[What is required]:
Your response should consist of the records, reproduced exactly.

[Data]:

● ● ● ● ●

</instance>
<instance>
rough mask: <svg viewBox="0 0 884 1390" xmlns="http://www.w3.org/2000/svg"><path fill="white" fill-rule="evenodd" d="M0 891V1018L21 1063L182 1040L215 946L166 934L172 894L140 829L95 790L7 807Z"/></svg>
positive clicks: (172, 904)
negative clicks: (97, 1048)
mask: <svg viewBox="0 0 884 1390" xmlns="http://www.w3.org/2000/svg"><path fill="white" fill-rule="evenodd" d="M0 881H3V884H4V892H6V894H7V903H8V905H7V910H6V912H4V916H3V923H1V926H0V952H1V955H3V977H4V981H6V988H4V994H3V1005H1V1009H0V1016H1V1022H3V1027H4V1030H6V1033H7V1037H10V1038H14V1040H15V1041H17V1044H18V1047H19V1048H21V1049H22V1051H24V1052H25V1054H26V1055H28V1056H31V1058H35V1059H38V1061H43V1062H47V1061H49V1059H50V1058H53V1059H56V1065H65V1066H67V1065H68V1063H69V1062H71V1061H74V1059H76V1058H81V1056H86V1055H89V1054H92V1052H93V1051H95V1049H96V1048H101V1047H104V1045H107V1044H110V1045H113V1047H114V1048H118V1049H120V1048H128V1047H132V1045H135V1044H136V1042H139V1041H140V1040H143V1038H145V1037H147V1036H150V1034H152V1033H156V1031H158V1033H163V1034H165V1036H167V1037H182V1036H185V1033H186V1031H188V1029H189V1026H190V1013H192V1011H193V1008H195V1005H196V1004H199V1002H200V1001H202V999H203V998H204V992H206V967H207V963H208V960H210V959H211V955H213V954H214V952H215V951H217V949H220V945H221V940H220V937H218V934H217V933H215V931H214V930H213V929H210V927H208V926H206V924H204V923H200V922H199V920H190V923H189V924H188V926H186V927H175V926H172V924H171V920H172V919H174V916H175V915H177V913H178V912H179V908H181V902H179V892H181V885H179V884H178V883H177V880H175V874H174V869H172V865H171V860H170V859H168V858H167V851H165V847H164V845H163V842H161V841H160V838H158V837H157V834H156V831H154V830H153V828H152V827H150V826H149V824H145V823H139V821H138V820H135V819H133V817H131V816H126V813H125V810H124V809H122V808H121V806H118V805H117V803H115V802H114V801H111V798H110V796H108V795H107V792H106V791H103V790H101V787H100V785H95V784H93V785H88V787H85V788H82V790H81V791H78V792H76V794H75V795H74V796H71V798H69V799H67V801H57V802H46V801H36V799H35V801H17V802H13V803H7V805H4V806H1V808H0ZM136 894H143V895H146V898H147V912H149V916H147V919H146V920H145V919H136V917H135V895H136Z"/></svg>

● ● ● ● ●

[Task response]:
</instance>
<instance>
rough mask: <svg viewBox="0 0 884 1390" xmlns="http://www.w3.org/2000/svg"><path fill="white" fill-rule="evenodd" d="M0 891V1018L21 1063L182 1040L215 946L166 934L172 894L140 829L95 790L7 807Z"/></svg>
positive clicks: (172, 904)
negative clicks: (97, 1048)
mask: <svg viewBox="0 0 884 1390" xmlns="http://www.w3.org/2000/svg"><path fill="white" fill-rule="evenodd" d="M0 881H3V884H4V892H6V894H7V903H8V905H7V910H6V912H4V916H3V923H1V926H0V952H1V955H3V977H4V981H6V988H4V994H3V1005H1V1009H0V1016H1V1022H3V1027H4V1030H6V1033H7V1037H10V1038H14V1040H15V1041H17V1044H18V1047H19V1048H21V1049H22V1051H24V1052H25V1054H26V1055H28V1056H31V1058H35V1059H38V1061H43V1062H47V1061H49V1059H50V1058H53V1059H56V1065H65V1066H67V1065H68V1063H69V1062H71V1061H74V1059H76V1058H81V1056H86V1055H89V1054H92V1052H93V1051H95V1049H96V1048H101V1047H104V1045H107V1044H110V1045H113V1047H114V1048H118V1049H120V1048H128V1047H132V1045H135V1044H136V1042H139V1041H140V1040H143V1038H145V1037H147V1036H150V1034H152V1033H156V1031H158V1033H163V1034H165V1036H167V1037H182V1036H185V1033H186V1031H188V1029H189V1026H190V1013H192V1011H193V1008H195V1005H196V1004H199V1002H200V1001H202V999H203V998H204V992H206V967H207V963H208V960H210V959H211V955H213V954H214V952H215V951H217V949H220V945H221V940H220V937H218V934H217V933H215V931H214V930H213V929H210V927H208V926H206V924H204V923H200V922H199V920H190V923H189V924H188V926H186V927H175V926H172V924H171V920H172V919H174V916H175V915H177V913H178V912H179V908H181V902H179V892H181V885H179V884H178V883H177V880H175V874H174V869H172V865H171V860H170V859H168V858H167V851H165V847H164V845H163V842H161V841H160V838H158V837H157V834H156V831H154V830H153V828H152V827H150V826H149V824H145V823H139V821H138V820H135V819H133V817H131V816H126V813H125V810H124V809H122V808H121V806H118V805H117V803H115V802H114V801H111V798H110V796H108V795H107V792H106V791H103V790H101V787H100V785H95V784H93V785H88V787H85V788H82V790H81V791H78V792H76V794H75V795H74V796H71V798H69V799H67V801H57V802H46V801H36V799H35V801H17V802H13V803H7V805H4V806H1V808H0ZM136 894H143V895H146V898H147V912H149V916H147V919H146V920H145V919H136V917H135V895H136Z"/></svg>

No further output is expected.